Exercise directions ::
Copy the rows below with every "divided by" replaced by "separated by", changing nothing else. Leave the pictures out.

— Start Raw data —

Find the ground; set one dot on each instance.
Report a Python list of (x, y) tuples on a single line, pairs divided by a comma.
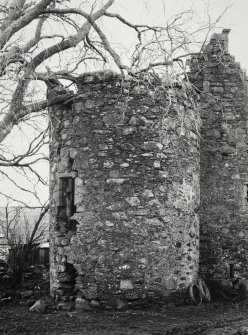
[(209, 319), (215, 318)]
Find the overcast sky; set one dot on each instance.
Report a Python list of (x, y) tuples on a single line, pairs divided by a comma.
[(157, 12)]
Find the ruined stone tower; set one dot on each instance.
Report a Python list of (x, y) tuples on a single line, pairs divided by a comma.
[(224, 162), (129, 182), (124, 190)]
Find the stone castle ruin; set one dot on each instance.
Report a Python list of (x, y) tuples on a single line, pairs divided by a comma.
[(149, 185)]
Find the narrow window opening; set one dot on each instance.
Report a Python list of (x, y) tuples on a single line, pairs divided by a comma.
[(231, 271), (66, 195), (246, 192)]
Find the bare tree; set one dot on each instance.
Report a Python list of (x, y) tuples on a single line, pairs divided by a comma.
[(21, 233), (47, 43)]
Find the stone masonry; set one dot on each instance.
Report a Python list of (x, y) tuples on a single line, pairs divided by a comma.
[(129, 153), (224, 162), (131, 175)]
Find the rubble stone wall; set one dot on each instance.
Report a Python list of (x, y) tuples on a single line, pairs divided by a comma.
[(129, 153), (224, 162)]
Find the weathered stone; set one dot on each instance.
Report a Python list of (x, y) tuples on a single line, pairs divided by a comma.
[(133, 201), (83, 304), (132, 171), (126, 284)]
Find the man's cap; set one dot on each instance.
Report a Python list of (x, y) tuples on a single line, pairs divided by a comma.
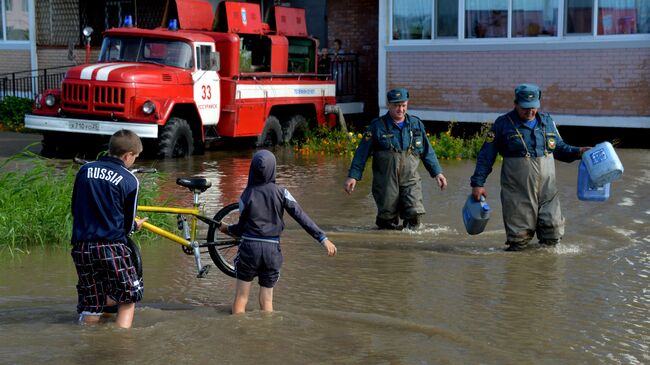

— End Raw data —

Solution ::
Find the ground; set one dot on each instance.
Report a Python list of (x, y) tuples on a single line, pairs separated by a comma.
[(209, 319), (215, 318)]
Find the overcast sky; set one dot on each instance.
Report a Python list of (x, y) tuples on a single line, pairs separated by a comma.
[(157, 12)]
Find the ruined stone tower; set one dot on each instance.
Report a Python list of (x, y) tuples on a single line, pairs separated by a comma.
[(224, 162), (129, 182), (124, 190)]
Find the stone castle ruin; set one dot on each instance.
Report a Python list of (x, y) tuples on a single line, pairs separated by a comma.
[(149, 185)]
Find the narrow window opening; set one dot on each instance.
Report a Python list of (x, y) tuples on a single line, pairs separated by a comma.
[(231, 271), (66, 195), (246, 192)]
Find the bare tree; set one dot on each instance.
Report a Python list of (x, y) tuples on a single line, pairs separated by a comma.
[(21, 233), (47, 43)]
Find the stone masonry; set one dot on each instance.
Report a Python list of (x, y) tuples on a single line, pairs separated by a comma.
[(129, 153), (224, 162), (131, 175)]
Find the rubble stone wall; set one dot on each instance.
Report a Python list of (x, y) tuples on a single line, pairs separated by a comma.
[(129, 153), (224, 162)]
Find the weathered stone; set one dot on each instance.
Report a Python list of (x, y) tuples on a single line, pairs separated by a comma.
[(133, 201), (83, 304), (132, 171), (126, 284)]
Find the man's cap; set one dot on each instance.
Report a Python list of (x, y) tuples on a single line, pairs separated by a comma.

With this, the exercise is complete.